• What you should do:
Copy the article on the Commerce Clause word for word from "In oral argument" to "been that way.".

Selected excerpt Block Start

In oral argument before the Supreme Court, the federal government defended the Act by asserting "that every person is an 'actuarial reality' whose current existence and eventual mortality creates a statistically measurable insurance risk," Porter explained.

Read the full op-ed – "Strike It Down" (March 25, 2012)

"By that theory, everyone is inescapably a 'participant' in the health insurance market and therefore subject to federal regulation," the op-ed concluded. "Such metaphysical abstraction threatens not merely to further stretch, but finally to break the Framers' structural design that for 225 years has preserved individual liberty and served as a check on unlimited federal power."

But it hasn't always been that way.

"At the time the Constitution was ratified, 'commerce' referred to trade – buying and selling products," Porter wrote in the article. "[I]t did not include all economic activity, such as manufacturing, agriculture and labor."

A series of Supreme Court cases, beginning with Gibbons v. Ogden in 1824, redefined the Commerce Clause. In Gibbons, "the Court held that Congress may regulate interstate commerce, but not commerce that doesn't extend to or affect other states," Porter explained.

According to Porter, the 1942 Wickard v. Filburn decision is "generally considered the most expansive Commerce Clause decision to date." He elaborated –

In that case, the Court held that Congress could regulate a farmer's production and consumption of homegrown wheat because even though his activity was local, was not commerce and did not substantially or directly affect interstate commerce, it could, in combination with others' similar conduct, affect interstate commerce.

The Wickard decision is being tied closely to the Patient Protection and Affordable Care Act, which is now before the Supreme Court.

Porter noted the question at hand – "whether Congress has the power to compel non-participants into the health insurance market, so that they can then be regulated" – is a novel one with no precedent to govern the Court's decision.

Selected excerpt Block End
Data Block Start

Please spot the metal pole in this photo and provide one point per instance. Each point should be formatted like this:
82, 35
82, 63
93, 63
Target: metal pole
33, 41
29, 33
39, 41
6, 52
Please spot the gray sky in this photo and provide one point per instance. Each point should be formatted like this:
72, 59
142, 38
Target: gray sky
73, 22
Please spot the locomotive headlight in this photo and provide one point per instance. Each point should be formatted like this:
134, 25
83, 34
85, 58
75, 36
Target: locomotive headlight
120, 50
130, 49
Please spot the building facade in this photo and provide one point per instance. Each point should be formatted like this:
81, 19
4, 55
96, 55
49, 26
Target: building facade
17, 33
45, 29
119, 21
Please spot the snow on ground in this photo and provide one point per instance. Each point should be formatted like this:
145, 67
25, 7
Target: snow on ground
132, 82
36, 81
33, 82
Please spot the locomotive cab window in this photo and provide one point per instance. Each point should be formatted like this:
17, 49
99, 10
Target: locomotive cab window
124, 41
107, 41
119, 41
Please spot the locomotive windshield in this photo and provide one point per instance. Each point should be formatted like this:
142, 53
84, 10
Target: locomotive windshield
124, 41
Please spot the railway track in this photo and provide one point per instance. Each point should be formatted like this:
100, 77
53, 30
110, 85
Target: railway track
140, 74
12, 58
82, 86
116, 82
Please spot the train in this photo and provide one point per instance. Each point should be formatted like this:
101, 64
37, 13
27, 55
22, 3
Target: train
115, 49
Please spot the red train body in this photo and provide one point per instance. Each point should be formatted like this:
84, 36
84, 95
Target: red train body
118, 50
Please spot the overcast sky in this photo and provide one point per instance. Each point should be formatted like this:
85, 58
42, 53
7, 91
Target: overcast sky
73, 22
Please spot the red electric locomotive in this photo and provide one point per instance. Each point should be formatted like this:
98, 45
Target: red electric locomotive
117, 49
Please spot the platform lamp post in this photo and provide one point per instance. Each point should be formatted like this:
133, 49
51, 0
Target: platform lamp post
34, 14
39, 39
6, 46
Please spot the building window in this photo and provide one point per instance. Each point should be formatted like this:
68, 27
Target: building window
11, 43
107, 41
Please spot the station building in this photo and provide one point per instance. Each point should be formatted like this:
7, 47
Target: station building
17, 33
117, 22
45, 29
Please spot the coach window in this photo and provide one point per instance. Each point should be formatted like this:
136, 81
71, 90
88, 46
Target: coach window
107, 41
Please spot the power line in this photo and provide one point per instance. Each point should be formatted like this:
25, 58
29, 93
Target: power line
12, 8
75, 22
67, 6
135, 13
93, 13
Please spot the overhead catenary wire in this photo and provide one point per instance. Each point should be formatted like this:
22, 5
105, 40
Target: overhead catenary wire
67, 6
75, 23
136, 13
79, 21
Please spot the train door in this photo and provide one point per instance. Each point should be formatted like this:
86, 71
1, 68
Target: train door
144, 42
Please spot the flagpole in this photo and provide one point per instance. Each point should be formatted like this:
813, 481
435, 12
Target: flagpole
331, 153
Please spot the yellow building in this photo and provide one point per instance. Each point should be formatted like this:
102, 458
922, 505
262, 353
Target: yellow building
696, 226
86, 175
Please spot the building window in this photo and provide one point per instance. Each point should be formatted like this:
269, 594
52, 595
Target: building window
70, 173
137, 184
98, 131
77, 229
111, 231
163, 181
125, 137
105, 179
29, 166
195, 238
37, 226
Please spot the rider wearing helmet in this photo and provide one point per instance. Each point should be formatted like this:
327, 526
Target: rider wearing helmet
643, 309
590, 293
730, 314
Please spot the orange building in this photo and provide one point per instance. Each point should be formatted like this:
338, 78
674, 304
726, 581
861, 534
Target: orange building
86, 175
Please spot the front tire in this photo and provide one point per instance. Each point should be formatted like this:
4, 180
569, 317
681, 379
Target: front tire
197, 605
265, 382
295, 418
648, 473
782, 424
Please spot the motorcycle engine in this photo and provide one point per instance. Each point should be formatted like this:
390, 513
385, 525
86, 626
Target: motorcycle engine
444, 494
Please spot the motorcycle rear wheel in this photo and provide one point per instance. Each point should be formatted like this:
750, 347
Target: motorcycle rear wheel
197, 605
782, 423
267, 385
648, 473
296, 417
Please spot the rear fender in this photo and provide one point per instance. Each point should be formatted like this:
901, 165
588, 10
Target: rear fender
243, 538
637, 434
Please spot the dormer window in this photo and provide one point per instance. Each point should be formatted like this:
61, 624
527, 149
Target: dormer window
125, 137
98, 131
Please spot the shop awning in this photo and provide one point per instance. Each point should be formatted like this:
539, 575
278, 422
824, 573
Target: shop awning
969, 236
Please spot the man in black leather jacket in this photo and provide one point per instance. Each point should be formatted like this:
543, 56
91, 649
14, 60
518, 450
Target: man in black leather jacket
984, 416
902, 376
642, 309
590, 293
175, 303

Data Block End

• Result for this task:
In oral argument before the Supreme Court, the federal government defended the Act by asserting "that every person is an 'actuarial reality' whose current existence and eventual mortality creates a statistically measurable insurance risk," Porter explained.

Read the full op-ed – "Strike It Down" (March 25, 2012)

"By that theory, everyone is inescapably a 'participant' in the health insurance market and therefore subject to federal regulation," the op-ed concluded. "Such metaphysical abstraction threatens not merely to further stretch, but finally to break the Framers' structural design that for 225 years has preserved individual liberty and served as a check on unlimited federal power."

But it hasn't always been that way.